**Provided text:**

Heritage High School football coach Jason McGeorge started the meeting at 3 p.m. July 25, an hour before the first minicamp of the team's first season. His office, the size of a small dorm room, could barely hold McGeorge's eight assistants.
The coaches listened as McGeorge touched on the usual topics, especially his message about building a foundation for a successful season. McGeorge, 38, was talking about a different kind of foundation - for a football program that had not yet played a single game.
Heritage, entering its second year of existence, will play its first varsity football game at 7 p.m. today at home against Holly Springs. The school doesn't have a senior class in its enrollment of at least 1,300. The trophy case is bare. McGeorge knows this season - with the help of parents and the community - is the first step in an effort to create a heritage through high school football.
The school, in southern Wake Forest, was built in 2009 because of the large number of students enrolled in neighboring Wake Forest-Rolesville and Wakefield high schools. Heritage has accepted students from as far away as Knightdale.
Playing football could be a challenge.
"Be adjustable and encouraging," McGeorge told his assistants in the meeting. "This is a year we're going have to do a lot of that."
Only 25 days before Game One. That's all the time McGeorge and his staff had to prepare teenagers, many of whom had never played a down of varsity football.
Eager and anxious
McGeorge, hired in February of last year, had waited 10 years as an assistant at Leesville for his chance to lead a football team. Football has been his life. His father, Richard, played nine seasons for the Green Bay Packers and is an assistant at Shaw University. Jason McGeorge says he's ready for anything.
"When I first got into coaching I was one of those ranting types," McGeorge says. "Through my father I learned patience."
He'll need it. By 4 p.m., 85 players, all dressed in T-shirts - none with the name Heritage on the chest - were in the locker room. Some were eager; others were anxious. The first day was about teaching rather than evaluating, though it was easy to see that the team lacked size.
How do you form the huddle? Where does the tight end line up? What's the difference between a post route and a slant?
One thing everyone could do was run, and McGeorge made his team do plenty of sprints.
"We have to outwork everyone," McGeorge told the Huskies.
At least one thing was clear by the end of the first day: There were only 60 helmets for the 85 players.

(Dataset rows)
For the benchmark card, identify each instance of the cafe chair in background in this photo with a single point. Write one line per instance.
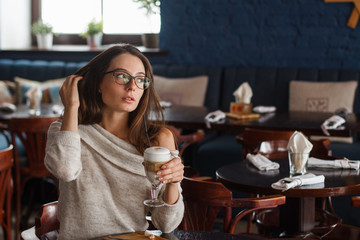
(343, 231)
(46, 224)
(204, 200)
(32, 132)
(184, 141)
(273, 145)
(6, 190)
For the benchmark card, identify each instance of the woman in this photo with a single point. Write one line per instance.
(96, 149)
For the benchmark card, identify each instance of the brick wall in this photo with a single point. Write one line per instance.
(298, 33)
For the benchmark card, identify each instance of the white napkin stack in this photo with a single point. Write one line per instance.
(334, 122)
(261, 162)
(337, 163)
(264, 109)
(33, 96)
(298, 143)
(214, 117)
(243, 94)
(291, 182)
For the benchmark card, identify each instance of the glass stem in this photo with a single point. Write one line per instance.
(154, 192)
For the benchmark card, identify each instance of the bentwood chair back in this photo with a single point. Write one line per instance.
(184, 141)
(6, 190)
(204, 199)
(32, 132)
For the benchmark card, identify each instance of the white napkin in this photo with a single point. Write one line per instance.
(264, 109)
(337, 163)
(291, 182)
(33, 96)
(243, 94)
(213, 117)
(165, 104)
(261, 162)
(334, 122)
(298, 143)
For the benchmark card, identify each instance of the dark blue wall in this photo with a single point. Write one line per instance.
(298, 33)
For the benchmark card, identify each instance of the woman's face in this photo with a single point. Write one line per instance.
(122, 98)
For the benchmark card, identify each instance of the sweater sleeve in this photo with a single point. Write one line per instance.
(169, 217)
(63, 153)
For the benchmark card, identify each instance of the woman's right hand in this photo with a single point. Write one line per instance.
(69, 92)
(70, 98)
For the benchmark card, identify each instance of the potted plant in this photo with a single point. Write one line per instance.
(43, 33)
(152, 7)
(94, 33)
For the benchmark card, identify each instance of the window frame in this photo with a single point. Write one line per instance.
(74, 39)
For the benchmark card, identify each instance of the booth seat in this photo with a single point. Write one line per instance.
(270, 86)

--

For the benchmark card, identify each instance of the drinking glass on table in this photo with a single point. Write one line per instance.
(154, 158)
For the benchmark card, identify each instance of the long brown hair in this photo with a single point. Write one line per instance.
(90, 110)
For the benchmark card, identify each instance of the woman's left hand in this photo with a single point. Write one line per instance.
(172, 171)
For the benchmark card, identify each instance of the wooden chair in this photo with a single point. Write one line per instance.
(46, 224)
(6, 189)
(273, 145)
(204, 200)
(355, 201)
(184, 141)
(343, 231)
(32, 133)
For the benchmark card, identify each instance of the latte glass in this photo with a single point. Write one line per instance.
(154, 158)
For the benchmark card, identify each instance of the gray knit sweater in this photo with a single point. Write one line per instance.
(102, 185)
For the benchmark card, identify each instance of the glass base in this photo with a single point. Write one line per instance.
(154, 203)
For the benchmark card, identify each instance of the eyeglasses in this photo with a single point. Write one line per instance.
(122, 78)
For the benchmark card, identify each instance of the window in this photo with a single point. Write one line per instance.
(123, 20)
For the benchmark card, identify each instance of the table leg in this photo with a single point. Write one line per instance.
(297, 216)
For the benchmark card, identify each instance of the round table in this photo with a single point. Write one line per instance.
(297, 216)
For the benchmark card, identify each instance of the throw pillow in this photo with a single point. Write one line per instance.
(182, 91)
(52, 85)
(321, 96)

**Given exercise:**
Write out the Heritage High football article word for word, from "The school, in" up to and including "be a challenge.". The rows have no connection to the Heritage High football article.

**Task output:**
The school, in southern Wake Forest, was built in 2009 because of the large number of students enrolled in neighboring Wake Forest-Rolesville and Wakefield high schools. Heritage has accepted students from as far away as Knightdale.
Playing football could be a challenge.